Thomas Keller’s venerated establishment, The French Laundry, which housed many local chefs who then went on to run their own successful restaurants, is the anchor of the town. But it’s not the only revered Yountville spot. Two of Keller’s more recent restaurants—Ad Hoc and Bouchon Bakery—are now destinations in their own right, drawing locals and visitors to experience a delightful taste of the region each day. Brix, a lovely restaurant with extensive on-site gardens, offers a taste of the region that has only improved over the years. And the newest member of the town’s culinary family, Bardessono, offers a luxuriously relaxing experience with dining and lodging that still maintains a connection to its farming roots.
The amazing chefs from these restaurants—from Thomas Keller’s chief leaders to others who are making a name for themselves in lesser known but equally stellar establishments—have graciously shared their recipes with us in this chapter. These regional specialties
are so named for the way they represent the area’s special farmland or a unique tradition at a particular restaurant. Some are simple, some are more complicated, but they are all very wine country
—and all incredibly delicious.
AD HOC
6476 WASHINGTON STREET
YOUNTVILLE, CA 94599
(707) 944-2487
WWW.ADHOCRESTAURANT.COM
CHEF/OWNER: THOMAS KELLER; CHEF DE CUISINE: DAVE CRUZ
Who could have imagined that a student of computer science and electrical engineering would one day be at the helm of one of a superchef’s restaurants? Certainly not Dave Cruz, Texas native and original chef de cuisine of Thomas Keller’s family-style establishment, Ad Hoc. Cruz grew up in a Philippine family in West Texas, and though he didn’t dream of becoming a chef, he does remember a proud moment of cookery in the sixth grade.
We were supposed to make something ourselves and bring it in to share with the class,
Cruz explains. I made the traditional Filipino dish, lumpia, and just remember walking in with a big tray of these crispy little rolls. It was pretty cool.
After attending college at the Polytechnic University of New York, working side jobs through school as a waiter to pay the bills, he became a computer systems engineer. But there was something he loved about cooking, and eventually he was drawn back to the kitchen. He calls working for the Thomas Keller Restaurant Group an amazing honor, and actually helped Chef Keller and then Executive Chef Jeffrey Cerciello develop and launch Ad Hoc.
Originally planned only as a temporary space, its casual-yet-still-stellar service and daily prix-fixe menu featuring classic comfort foods quickly became a hit. Locals and visitors alike clamored for this more accessible Thomas Keller culinary experience, one that didn’t require two months’ advance notice for reservations. And Cruz still loves it. He derives inspiration from traditional American dishes familiar to so many people—as well as conversations about food with his colleagues, friends, and guests.
Cruz relishes cooking from the shared gardens of the famous Keller collection of Yountville spots: The French Laundry, Bouchon, Bouchon Bakery (page 10), and Ad Hoc. His advice for home cooks who want to bring the Ad Hoc experience into their own kitchens is simple.

* _RECORDED DATA_
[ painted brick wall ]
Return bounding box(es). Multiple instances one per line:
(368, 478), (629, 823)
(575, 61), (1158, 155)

* _STATED TASK_
Reproduce the passage on Yountville restaurants word for word from "Thomas Keller’s venerated" to "its farming roots.". The listing has no connection to the passage on Yountville restaurants.

* _THE RESULT_
Thomas Keller’s venerated establishment, The French Laundry, which housed many local chefs who then went on to run their own successful restaurants, is the anchor of the town. But it’s not the only revered Yountville spot. Two of Keller’s more recent restaurants—Ad Hoc and Bouchon Bakery—are now destinations in their own right, drawing locals and visitors to experience a delightful taste of the region each day. Brix, a lovely restaurant with extensive on-site gardens, offers a taste of the region that has only improved over the years. And the newest member of the town’s culinary family, Bardessono, offers a luxuriously relaxing experience with dining and lodging that still maintains a connection to its farming roots.